'''
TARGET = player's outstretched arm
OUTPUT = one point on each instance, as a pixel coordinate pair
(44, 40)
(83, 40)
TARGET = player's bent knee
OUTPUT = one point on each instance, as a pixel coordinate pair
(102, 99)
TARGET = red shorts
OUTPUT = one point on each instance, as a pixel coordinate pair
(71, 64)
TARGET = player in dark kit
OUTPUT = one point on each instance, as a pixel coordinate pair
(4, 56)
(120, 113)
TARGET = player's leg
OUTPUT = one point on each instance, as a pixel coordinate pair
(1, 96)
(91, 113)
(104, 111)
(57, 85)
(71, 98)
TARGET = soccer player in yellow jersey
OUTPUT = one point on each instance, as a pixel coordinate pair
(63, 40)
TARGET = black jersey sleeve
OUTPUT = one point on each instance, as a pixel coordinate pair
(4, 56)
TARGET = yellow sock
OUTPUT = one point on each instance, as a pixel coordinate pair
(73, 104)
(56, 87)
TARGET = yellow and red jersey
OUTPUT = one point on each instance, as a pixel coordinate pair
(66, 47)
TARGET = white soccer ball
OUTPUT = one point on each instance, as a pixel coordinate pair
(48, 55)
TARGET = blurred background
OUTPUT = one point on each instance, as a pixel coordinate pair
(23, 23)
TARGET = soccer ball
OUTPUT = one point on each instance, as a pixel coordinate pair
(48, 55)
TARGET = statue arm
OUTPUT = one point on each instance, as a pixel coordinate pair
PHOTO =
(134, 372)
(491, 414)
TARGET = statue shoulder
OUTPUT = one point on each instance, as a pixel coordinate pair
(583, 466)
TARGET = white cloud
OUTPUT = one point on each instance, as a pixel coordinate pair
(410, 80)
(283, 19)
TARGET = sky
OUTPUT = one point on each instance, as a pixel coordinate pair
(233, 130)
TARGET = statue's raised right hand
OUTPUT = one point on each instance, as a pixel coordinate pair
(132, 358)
'''
§ Task to complete
Reproduce every line of the material above, multiplying both values in each coordinate point by 0.8 and rounding to whole numbers, with halves rounded up. Leave all other lines as they are.

§ Response to this task
TARGET = player's outstretched arm
OUTPUT = one point on each instance, as a pixel coordinate pair
(35, 32)
(66, 32)
TARGET = player's bent knee
OUTPUT = one point on each instance, as a pixel coordinate pair
(82, 79)
TARGET = red shorts
OUTPUT = one point on each instance, as a pixel coordinate pair
(57, 51)
TARGET = player in dark kit
OUTPUT = one point on each instance, as a pixel coordinate pair
(3, 45)
(96, 90)
TARGET = player's leg
OUTPUT = one point on each instance, as a pixel coordinate pair
(1, 77)
(73, 90)
(83, 89)
(46, 68)
(57, 78)
TARGET = soccer player in yellow jersey
OUTPUT = one point on each instance, as a pixel coordinate pair
(50, 32)
TARGET = black jersey sleeve
OUTPUT = one point on each instance, as a pixel coordinate pair
(3, 45)
TARGET = yellow sock
OUTPUT = one point on each instance, as a pixel coordinate pair
(58, 83)
(45, 70)
TARGET = yellow and red jersey
OUTPUT = one point on each instance, as a pixel coordinate pair
(53, 38)
TARGET = white soccer ball
OUTPUT = one point on each instance, as a pixel coordinate pair
(38, 44)
TARGET = blurred background
OUTPUT = one point on each instance, as a pixel coordinate pair
(18, 18)
TARGET = soccer ball
OUTPUT = one point on each instance, as a pixel coordinate pair
(38, 44)
TARGET = statue arm
OUTPUT = one point on each instance, as a pixel coordinate pair
PHOTO =
(107, 298)
(393, 331)
TARGET = statue shoulder
OUTPUT = one point on each instance, as a pixel coordinate pair
(466, 373)
TARGET = white cloud
OUTPUT = one point on each instance, as a pixel coordinate pair
(328, 64)
(226, 15)
TARGET = sky
OUTPUT = one point on each instance, as a pixel coordinate pair
(186, 104)
TARGET = statue's raised right hand
OUTPUT = one point on each instance, as a pixel coordinate pair
(106, 286)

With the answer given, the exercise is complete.